--- START Supplied material ---

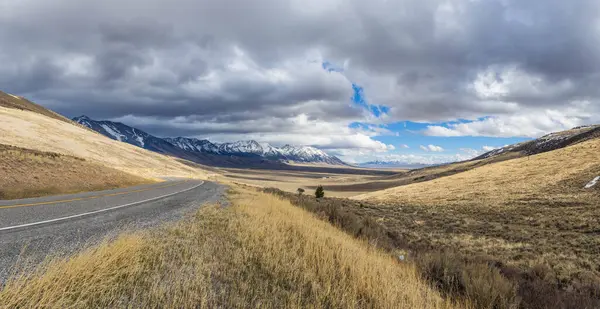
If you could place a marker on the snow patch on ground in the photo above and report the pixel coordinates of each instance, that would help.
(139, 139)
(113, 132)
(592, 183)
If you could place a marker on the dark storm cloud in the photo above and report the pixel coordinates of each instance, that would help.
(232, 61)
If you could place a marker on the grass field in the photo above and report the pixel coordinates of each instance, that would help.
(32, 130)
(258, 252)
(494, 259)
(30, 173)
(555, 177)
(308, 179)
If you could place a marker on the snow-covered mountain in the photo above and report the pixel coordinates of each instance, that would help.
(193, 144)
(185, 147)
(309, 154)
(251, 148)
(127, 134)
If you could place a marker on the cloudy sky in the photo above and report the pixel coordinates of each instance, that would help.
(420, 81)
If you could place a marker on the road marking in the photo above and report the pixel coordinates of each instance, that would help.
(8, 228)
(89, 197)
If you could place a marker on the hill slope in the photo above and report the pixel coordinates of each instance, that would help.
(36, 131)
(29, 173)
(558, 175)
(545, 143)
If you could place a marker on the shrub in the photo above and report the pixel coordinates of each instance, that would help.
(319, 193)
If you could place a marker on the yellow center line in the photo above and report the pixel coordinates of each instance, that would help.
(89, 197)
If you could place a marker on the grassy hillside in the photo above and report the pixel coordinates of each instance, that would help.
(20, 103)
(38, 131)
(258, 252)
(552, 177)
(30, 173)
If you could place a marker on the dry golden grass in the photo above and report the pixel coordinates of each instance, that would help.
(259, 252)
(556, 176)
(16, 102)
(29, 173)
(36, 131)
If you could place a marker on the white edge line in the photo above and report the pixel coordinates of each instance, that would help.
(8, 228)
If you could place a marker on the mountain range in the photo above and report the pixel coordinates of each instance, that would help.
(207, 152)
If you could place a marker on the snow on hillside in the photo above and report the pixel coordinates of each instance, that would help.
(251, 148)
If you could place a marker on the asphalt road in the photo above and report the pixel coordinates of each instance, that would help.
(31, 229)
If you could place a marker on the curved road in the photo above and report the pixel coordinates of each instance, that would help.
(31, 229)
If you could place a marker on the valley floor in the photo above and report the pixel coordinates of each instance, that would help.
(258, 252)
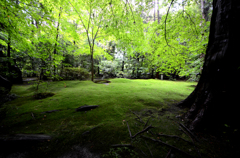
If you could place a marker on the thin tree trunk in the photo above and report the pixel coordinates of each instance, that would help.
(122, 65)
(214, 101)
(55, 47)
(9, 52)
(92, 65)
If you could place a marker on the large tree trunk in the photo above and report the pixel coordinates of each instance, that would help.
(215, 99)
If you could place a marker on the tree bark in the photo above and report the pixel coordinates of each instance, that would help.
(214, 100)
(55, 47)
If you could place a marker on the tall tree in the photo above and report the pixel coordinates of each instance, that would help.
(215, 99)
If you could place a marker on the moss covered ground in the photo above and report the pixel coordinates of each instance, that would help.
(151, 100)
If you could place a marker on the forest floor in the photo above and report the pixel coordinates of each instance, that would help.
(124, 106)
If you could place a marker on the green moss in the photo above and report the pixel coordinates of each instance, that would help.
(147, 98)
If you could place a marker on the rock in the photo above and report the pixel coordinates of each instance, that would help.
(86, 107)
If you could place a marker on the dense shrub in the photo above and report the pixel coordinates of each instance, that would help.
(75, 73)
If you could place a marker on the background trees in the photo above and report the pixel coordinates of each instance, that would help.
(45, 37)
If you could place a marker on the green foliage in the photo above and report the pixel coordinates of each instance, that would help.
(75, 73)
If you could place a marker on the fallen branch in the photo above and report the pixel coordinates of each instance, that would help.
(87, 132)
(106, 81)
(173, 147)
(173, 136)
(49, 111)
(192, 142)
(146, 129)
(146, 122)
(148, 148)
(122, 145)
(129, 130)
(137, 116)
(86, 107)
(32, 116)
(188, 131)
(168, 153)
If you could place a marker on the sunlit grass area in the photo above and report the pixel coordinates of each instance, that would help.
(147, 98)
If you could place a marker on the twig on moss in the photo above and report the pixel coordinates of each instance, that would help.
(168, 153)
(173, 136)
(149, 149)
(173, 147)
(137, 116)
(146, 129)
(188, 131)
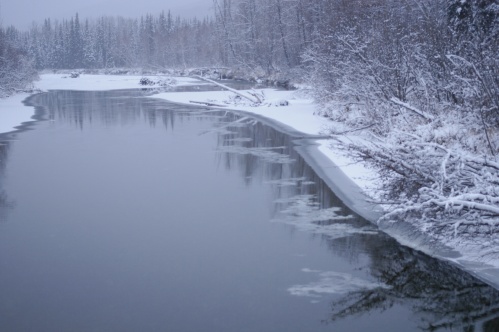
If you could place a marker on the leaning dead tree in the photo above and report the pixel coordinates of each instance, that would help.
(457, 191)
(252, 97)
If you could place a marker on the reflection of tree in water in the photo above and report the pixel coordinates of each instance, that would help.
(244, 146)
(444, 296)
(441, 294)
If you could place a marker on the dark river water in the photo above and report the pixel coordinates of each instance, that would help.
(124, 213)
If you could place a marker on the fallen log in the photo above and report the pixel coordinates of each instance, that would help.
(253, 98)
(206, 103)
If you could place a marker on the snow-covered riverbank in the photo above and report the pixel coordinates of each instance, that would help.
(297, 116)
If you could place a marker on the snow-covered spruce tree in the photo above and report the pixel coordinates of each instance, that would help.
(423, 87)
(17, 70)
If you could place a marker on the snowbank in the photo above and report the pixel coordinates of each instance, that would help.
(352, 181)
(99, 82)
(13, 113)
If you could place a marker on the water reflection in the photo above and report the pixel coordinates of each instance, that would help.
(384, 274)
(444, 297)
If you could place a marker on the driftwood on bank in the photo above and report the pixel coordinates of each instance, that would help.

--- END Supplied material ---

Without including any pictures, please restate all the records exactly.

If you could place a marker on the snow patch on ground in the photo above and report the pixel coordinates of each instance, that would help.
(139, 139)
(113, 132)
(592, 183)
If you could place a marker on the dark storm cloud in the photo above and report the pixel coordinates of each instance, that would help.
(232, 61)
If you could place a marker on the grass field in the photo above and report the pixel coordinates of each instance, that would help.
(32, 130)
(258, 252)
(494, 259)
(30, 173)
(555, 177)
(308, 179)
If you could place a marker on the snow-covered mountain in the photo above and report the pixel coordinates of each instance, that would help.
(193, 144)
(185, 147)
(309, 154)
(251, 148)
(127, 134)
If you could place a marker on the cloudy sky in the photo above and report the pixel coordinates of each instance, that would help.
(420, 81)
If you could place a marker on the road marking in the photo above and report the pixel coordinates of each instance, that would help.
(8, 228)
(89, 197)
If you could place a marker on the hill slope in the photo above and report the pixel coordinates of each instance, that would help.
(36, 131)
(29, 173)
(558, 175)
(545, 143)
If you could place a marker on the shrub in the photo above and report the pixel coordinates of each instance, that would help.
(319, 193)
If you could place a marker on the yellow center line in the photo above and report the pixel coordinates of each instance, that would help.
(89, 197)
If you could place a marker on the grassy hillside in the photo above and report the pixel coordinates of each instance, that would help.
(20, 103)
(38, 131)
(258, 252)
(552, 177)
(30, 173)
If you could place a marker on the dry golden grass in the photo above and report the pixel coordinates of each instance, that would help.
(259, 252)
(556, 176)
(16, 102)
(29, 173)
(36, 131)
If you could place a marker on the white edge line in the photo above and report the pixel coordinates of each instance, that would help.
(8, 228)
If you could place a marker on the mountain range in the photo above and report the pixel coordinates of each instance, that would help.
(207, 152)
If you could place a marker on the snow on hillside in the photo above and report the pixel coordinates of each instance, that would help.
(251, 148)
If you could place a marker on the asphalt road in the photo above and report the pixel coordinates of each instance, that would help.
(31, 229)
If you could place a marker on the curved road in the photo above and report the pixel coordinates of each instance, that would help.
(31, 229)
If you could place a marker on the valley floor in the photo above and report the pixel coordinates of each instance, that would help.
(258, 252)
If you could place a marker on the thin tree trunk in the photo above and report the pixel coordinates of each instance, that would help.
(122, 65)
(214, 101)
(55, 47)
(9, 52)
(92, 65)
If you could place a marker on the large tree trunk in the photo above and report the pixel coordinates of each instance, that would help.
(215, 99)
If you could place a marker on the tree bark in the photo above and report the pixel coordinates of each instance, that would help.
(214, 100)
(55, 47)
If you could place a marker on the tall tree in the photo above and report the pixel coordinates of each instance, that would help.
(215, 99)
If you could place a marker on the moss covered ground in the photo above and report the pixel coordinates of each instance, that would help.
(151, 100)
If you could place a marker on the forest floor in the photo above and report the pixel coordinates of each instance, that would help.
(124, 106)
If you could place a marker on the green moss in the photo above and report the pixel coordinates of each instance, that would help.
(147, 98)
If you could place a marker on the rock in the photo above and report the pixel coordinates of each instance, that would help.
(86, 107)
If you could place a marker on the dense shrub in the photo above and report the pixel coordinates of each instance, that would help.
(75, 73)
If you could place a marker on the background trees in the photo above and report the pixel coordinates of each instance, that would help.
(45, 37)
If you could place a marker on the green foliage in the photo above and report the pixel coordinates of each instance, that would help.
(75, 73)
If you could place a marker on the fallen branch in the photo above and report the pixel coordinates of each instance, that would help.
(87, 132)
(106, 81)
(173, 147)
(173, 136)
(49, 111)
(192, 142)
(146, 129)
(146, 122)
(148, 148)
(122, 145)
(129, 130)
(137, 116)
(86, 107)
(32, 116)
(188, 131)
(168, 153)
If you could place a marker on the sunlit grass area in the photo above and report the pixel coordinates of each instance, that would help.
(147, 98)
If you could place a marker on the twig on moss in the photo above and report the pixel coordinates of each instance, that would help.
(168, 153)
(173, 136)
(149, 149)
(173, 147)
(137, 116)
(146, 129)
(188, 131)
If you could place a marker on the leaning dead tree in the photo above and report the pixel coordinates of each instance, that would help.
(457, 191)
(252, 97)
If you could place a marker on the reflection of tree in water in the photo above and report the pixel coordinates of each instance, that would help.
(244, 146)
(444, 296)
(441, 294)
If you could place a marker on the dark river water in the photo above and report the pixel coordinates of each instance, that would help.
(124, 213)
If you could place a marker on the fallen log in the photo above and report the pixel coordinates of each instance, that would help.
(253, 98)
(206, 103)
If you could place a marker on the snow-covered riverbank in the photo above and report the pixel coordinates of each instance, that would help.
(297, 116)
If you could place a marker on the snow-covered spruce tree in the photo above and report the pixel coordinates of each instance, that would help.
(423, 87)
(17, 70)
If you could place a marker on the snowbank in the photo above and report the pixel coordinates of each instance, that would help.
(352, 181)
(99, 82)
(13, 113)
If you could place a marker on the water reflection in the photo above and report the pixel coordinates of each instance, that would help.
(384, 274)
(444, 297)
If you could place a marker on the driftwood on bank in the photo above and report the pixel coordinates of each instance, that would help.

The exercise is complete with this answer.